▶ _Passage to read_
Both limitations can be lifted with SVG cursors. But before getting to that, let's talk about the "right" way to fix the cursor size problem:

The "right" fix: Wayland cursor shape protocol

The simple and reliable way to get consistent cursors across apps is to not let apps draw the cursor at all. Instead, they only specify the name of the cursor shape, and the compositor draws the cursor for them. This is how Wayland cursor shape protocol works. Apps no longer need to care about the cursor theme and size (well, they might still need the size, if they want to draw custom cursors in the same size as standard shapes), and since the compositor is the only program drawing the cursor, it's guaranteed to be consistent for all apps using the protocol.

(It's quite interesting that we seem to went a full circle back to the original server-defined cursor font way in X11.)

Support for this protocol leaves a lot to improve, though. Not all compositors support it. On the client side, both Qt and Electron have the support, but GTK doesn't.

There are merge requests for GTK and Mutter, but GNOME devs request some modifications in the Wayland protocol before merging them, and the request seems to be stuck for some months. I hope the recent Wayland "things" could move it out of this seemingly deadlock.

Anyway, with this protocol, only the compositor has to be modified to support a new way to draw cursors. This makes it much easier to change how cursors work. So we come to:

SVG cursors

Immediately after the fix in Breeze, I proposed this idea of shipping the source SVG files of the Breeze cursor theme to the end user, and re-generate the XCursor files whenever the user changes the cursor size or global scale. This way, the theme will always be able to provide the exact size requested by apps. (Similar to the "modify XCursor lib" idea, but in a different way.) It would remove the limitation 2 above (and also limitation 1 if 3rd-party themes ship their source SVGs too).

Position annotation records:
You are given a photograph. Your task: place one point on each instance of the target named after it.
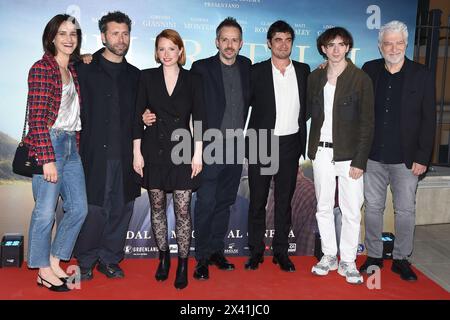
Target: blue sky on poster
(23, 21)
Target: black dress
(172, 112)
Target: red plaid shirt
(44, 99)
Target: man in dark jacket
(340, 101)
(108, 88)
(226, 86)
(278, 100)
(405, 112)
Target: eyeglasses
(398, 44)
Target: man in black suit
(226, 92)
(278, 100)
(109, 86)
(405, 120)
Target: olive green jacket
(353, 114)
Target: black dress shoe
(164, 265)
(64, 279)
(403, 268)
(181, 280)
(284, 262)
(201, 271)
(60, 288)
(254, 261)
(111, 270)
(375, 262)
(86, 274)
(220, 261)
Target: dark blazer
(213, 89)
(95, 85)
(172, 112)
(418, 109)
(263, 98)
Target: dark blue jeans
(71, 187)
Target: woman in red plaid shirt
(54, 125)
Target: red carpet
(266, 283)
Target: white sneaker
(325, 264)
(349, 271)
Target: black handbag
(22, 164)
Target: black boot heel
(181, 278)
(164, 265)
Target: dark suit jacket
(95, 85)
(172, 112)
(418, 109)
(213, 89)
(263, 98)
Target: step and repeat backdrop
(22, 23)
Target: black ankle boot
(181, 278)
(164, 265)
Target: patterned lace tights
(183, 227)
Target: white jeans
(351, 198)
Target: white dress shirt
(287, 100)
(326, 133)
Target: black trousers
(102, 237)
(284, 183)
(217, 192)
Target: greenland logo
(173, 248)
(231, 249)
(128, 249)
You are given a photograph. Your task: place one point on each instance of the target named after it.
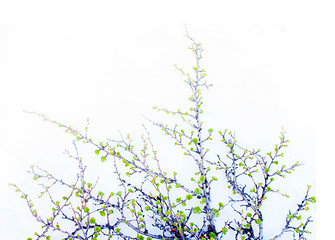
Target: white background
(270, 65)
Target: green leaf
(92, 220)
(189, 196)
(197, 210)
(197, 191)
(258, 221)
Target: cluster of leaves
(153, 204)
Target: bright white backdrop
(112, 73)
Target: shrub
(155, 204)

▶ _Work instructions_
1/ Decide whether each statement agrees with the passage on cursors, and support each yes or no with the deciding words from that passage, quoted precisely.
(a) Under the Wayland cursor shape protocol, the compositor draws the cursor on behalf of apps.
(b) GTK supports the Wayland cursor shape protocol on the client side.
(c) The proposal for Breeze was to re-generate the XCursor files whenever the user changes the cursor size or global scale.
2/ Go on with the passage on cursors, starting right after its final sentence and keeping its first-person voice.
Nothing in the records is needed here.

▶ _Answers to each task_
1/
(a) Yes: "they only specify the name of the cursor shape, and the compositor draws the cursor for them."
(b) No: "both Qt and Electron have the support, but GTK doesn't."
(c) Yes: "re-generate the XCursor files whenever the user changes the cursor size or global scale."

2/
With SVG cursors support in KWin and Breeze, I plan to implement this idea. It would also allow the user to set arbitrary cursor size, instead of limited to a predefined list.

Problems you might still encounter today Huge cursors in GTK4 apps

It's a new problem in GTK 4.16. If you use the Breeze cursor theme and a large global scale like 2x or 3x, you get huge cursors:

It has not limited to Plasma. Using Breeze in GNOME would result in the same problem. To explain it, let me first introduce the concept of "nominal size" and "image size" in XCursor.

Here is GNOME's default cursor theme, Adwaita:

"Nominal size" is the "cursor size" we are talking about above. It makes the list of sizes you choose from in the cursor theme settings UI. It's also the size you set in XCURSOR_SIZE. "Image size" is the actual size of the cursor image. "Hot spot" is the point in the image where the cursor is pointing at.

Things are a bit different in the Plasma default cursor theme, Breeze:

Unlike Adwaita, the image size is larger than the nominal size. That, combined with a global scale, triggers the bug in GTK4. Explanation of the bug.

XCursor allows the image size to be different from the nominal size. I don't know why it was designed this way, but my guess is so you can crop the empty part of the image. This both reduces file size, and reduces flicking when the cursor changes (with software cursors under X11). But the image size can also be larger than the nominal size, and Breeze (and a lot of other themes) uses this feature.

You can see in the above images that the "arrow" of nominal size 24 in Breeze is actually similar in size to the same nominal size in Adwaita. But the "badge" in Breeze is further apart, so it can't fit into a 24x24 image. That's why Breeze is built this way. In a sense, "nominal size" is similar to how "font size" works, where it resembles the "main part" of a character in the font, but some characters can have "extra parts" that go through the ceiling or floor.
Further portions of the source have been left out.